* **About this task**
Whatever the records below hold, copy it all out exactly.

* **Entries shown**

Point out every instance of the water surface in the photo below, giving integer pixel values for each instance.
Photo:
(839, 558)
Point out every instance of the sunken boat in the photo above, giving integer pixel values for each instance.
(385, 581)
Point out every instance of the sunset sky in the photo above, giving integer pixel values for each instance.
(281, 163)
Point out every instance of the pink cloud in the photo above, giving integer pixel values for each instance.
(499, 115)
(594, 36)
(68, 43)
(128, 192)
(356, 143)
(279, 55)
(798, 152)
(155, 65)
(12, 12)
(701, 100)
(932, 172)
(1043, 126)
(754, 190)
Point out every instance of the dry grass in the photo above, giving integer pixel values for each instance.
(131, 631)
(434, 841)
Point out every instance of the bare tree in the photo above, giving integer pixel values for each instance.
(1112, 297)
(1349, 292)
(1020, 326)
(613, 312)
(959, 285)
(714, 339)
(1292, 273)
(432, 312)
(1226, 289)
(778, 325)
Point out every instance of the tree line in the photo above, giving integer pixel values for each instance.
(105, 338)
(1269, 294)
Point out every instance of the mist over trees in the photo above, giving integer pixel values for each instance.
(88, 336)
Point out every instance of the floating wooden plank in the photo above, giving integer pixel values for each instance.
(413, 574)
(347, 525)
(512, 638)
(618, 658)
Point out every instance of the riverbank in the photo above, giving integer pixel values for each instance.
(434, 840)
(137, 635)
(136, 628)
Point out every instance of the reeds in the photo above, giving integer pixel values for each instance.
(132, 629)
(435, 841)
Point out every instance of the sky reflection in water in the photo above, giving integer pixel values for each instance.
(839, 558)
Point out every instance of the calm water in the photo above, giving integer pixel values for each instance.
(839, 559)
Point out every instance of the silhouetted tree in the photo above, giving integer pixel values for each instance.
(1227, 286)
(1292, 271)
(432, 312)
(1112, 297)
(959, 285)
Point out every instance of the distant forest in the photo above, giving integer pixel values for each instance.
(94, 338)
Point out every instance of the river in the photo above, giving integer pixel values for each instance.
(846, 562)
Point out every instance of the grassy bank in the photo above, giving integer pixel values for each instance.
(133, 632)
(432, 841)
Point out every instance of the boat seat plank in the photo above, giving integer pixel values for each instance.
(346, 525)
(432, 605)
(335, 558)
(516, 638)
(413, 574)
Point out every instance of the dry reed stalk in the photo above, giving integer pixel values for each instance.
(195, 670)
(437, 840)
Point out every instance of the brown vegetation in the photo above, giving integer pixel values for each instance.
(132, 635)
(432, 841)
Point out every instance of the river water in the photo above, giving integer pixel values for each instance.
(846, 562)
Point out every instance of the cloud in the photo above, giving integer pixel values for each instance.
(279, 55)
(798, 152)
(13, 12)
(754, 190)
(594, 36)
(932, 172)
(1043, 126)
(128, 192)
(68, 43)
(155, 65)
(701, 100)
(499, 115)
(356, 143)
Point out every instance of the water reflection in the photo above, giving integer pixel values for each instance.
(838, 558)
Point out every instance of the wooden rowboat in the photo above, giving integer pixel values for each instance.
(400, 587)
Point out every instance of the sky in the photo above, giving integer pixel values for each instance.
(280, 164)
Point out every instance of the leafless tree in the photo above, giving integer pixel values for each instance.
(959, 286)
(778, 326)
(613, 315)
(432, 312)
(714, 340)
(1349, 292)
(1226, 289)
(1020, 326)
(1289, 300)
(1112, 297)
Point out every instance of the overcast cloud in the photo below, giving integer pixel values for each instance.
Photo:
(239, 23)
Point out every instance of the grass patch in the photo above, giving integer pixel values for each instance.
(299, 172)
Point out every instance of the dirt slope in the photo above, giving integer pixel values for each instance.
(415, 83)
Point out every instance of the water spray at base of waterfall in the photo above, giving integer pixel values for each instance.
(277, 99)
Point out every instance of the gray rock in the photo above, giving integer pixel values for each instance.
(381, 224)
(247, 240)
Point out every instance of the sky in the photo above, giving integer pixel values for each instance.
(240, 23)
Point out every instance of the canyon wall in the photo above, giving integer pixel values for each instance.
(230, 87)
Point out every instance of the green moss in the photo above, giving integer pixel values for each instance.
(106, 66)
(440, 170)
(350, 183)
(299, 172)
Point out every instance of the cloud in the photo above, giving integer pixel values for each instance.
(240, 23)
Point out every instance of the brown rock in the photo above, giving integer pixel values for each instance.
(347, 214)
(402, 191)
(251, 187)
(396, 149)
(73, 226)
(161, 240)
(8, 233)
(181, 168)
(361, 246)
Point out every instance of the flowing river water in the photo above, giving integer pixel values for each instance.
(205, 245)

* **Written solution**
Point out every instance of the water surface in the photo below, giving integer pixel values for each instance.
Photo:
(839, 558)
Point out every instance of the sunken boat in the photo above, giving integer pixel values for each instance.
(385, 581)
Point out every instance of the sunset sky in the photo above, giving integer pixel values for each instance.
(281, 163)
Point out every instance of the pink cloud in the photo above, giving integer pixel values for each instance.
(499, 115)
(594, 36)
(68, 43)
(128, 192)
(356, 143)
(279, 55)
(798, 152)
(155, 65)
(12, 12)
(701, 100)
(932, 172)
(1043, 126)
(754, 190)
Point out every instance of the dry grass in the photo above, giving integer pixel values for each instance.
(131, 631)
(434, 841)
Point out every instance of the bare tree in the photo above, giving integer pixel values for each instance.
(1112, 297)
(1349, 292)
(1020, 326)
(613, 312)
(959, 285)
(714, 339)
(1292, 273)
(432, 312)
(1226, 289)
(778, 325)
Point out every instance of the tree line in the photo above, giving integer pixel values for each instance.
(105, 338)
(1269, 294)
Point out every instance of the mist over trees in the photo above, giving integer pixel values for each instance.
(88, 336)
Point out every instance of the floating wooden plank in the photo above, giving integer pixel values for each instance.
(413, 574)
(347, 525)
(512, 638)
(618, 658)
Point out every instance of the riverbank in the photo above, giving integer pixel values for each instance.
(434, 840)
(137, 635)
(136, 628)
Point out every instance of the reeds in the photo above, giving integer pixel values for each instance.
(132, 629)
(435, 841)
Point out every instance of the sky reflection in water in the photo above, giving integer pixel values for each instance.
(839, 558)
Point out every instance of the calm water in the photo above, giving integer pixel values for each instance.
(839, 559)
Point out every instance of the silhouetted tree in the photo above, giving integer pixel values for each instance.
(1227, 286)
(1292, 271)
(432, 312)
(1112, 297)
(959, 285)
Point out every instance of the distant forest in the photo above, giving integer pixel values for each instance.
(94, 338)
Point out every instance of the river in the photo above, giving integer pixel values for each instance.
(846, 562)
Point out every instance of the grassy bank in the photo above, giving integer pixel values for each instance.
(133, 632)
(432, 841)
Point out every instance of the boat seat plank in the photo above, giving integer pixel values for each instance.
(346, 525)
(432, 605)
(335, 558)
(516, 638)
(413, 574)
Point out every instance of the dry reed stalk in the photo above, giving integer pixel values for each instance.
(195, 670)
(437, 840)
Point out every instance of the brown vegetation in the photo above, giving integer pixel values for each instance.
(132, 635)
(432, 841)
Point out every instance of the river water in the photo above, giving integer pixel values for each instance.
(846, 562)
Point out every instance of the cloud in the photo above, giving integer pixel values for each instance.
(279, 55)
(798, 152)
(13, 12)
(754, 190)
(594, 36)
(932, 172)
(1043, 126)
(128, 192)
(68, 43)
(155, 65)
(701, 100)
(499, 115)
(356, 143)
Point out every instance of the water reflection in the photo above, giving integer pixel values for each instance.
(838, 558)
Point out every instance of the wooden rowboat in the photo above, giving integer pixel values for each instance.
(400, 587)
Point out every instance of the sky in the photo above, giving integer pixel values for each instance.
(280, 164)
Point out every instance of the leafless tree in the photo above, giving integer pixel values for each instance.
(959, 286)
(778, 326)
(613, 315)
(432, 312)
(714, 340)
(1349, 292)
(1226, 289)
(1020, 326)
(1289, 300)
(1112, 297)
Point out every instance of the overcast cloud in the photo below, giving integer pixel values for each instance.
Photo:
(239, 23)
Point out every instance of the grass patch in the photo above, giving integer pixel values for each instance.
(299, 172)
Point out every instance of the dirt slope in the photo above, giving integer pixel values for each instance.
(415, 83)
Point out every instance of the water spray at base of waterfall in the photo above, giving integer pixel values for each instance.
(277, 99)
Point out every instance of the gray rock in the photo above, giving integer pixel values for each instance.
(381, 224)
(247, 240)
Point out every instance of the sky in the photo above, giving integer pixel values for each instance.
(240, 23)
Point out every instance of the canyon wall in the photo above, giving integer pixel values for each instance.
(230, 87)
Point out every instance of the green moss in the photo above, giving integer pixel values for each instance.
(106, 66)
(440, 170)
(350, 183)
(299, 172)
Point out every instance of the cloud in the photo above, giving integer pixel values for each instance.
(240, 23)
Point out every instance of the brown rock in the photo above, giving integer pixel values for each instance.
(347, 214)
(402, 191)
(251, 187)
(396, 149)
(73, 226)
(161, 240)
(8, 233)
(181, 168)
(361, 246)
Point out every instance of the flowing river water in the photo above, giving integer pixel values for each instance.
(205, 245)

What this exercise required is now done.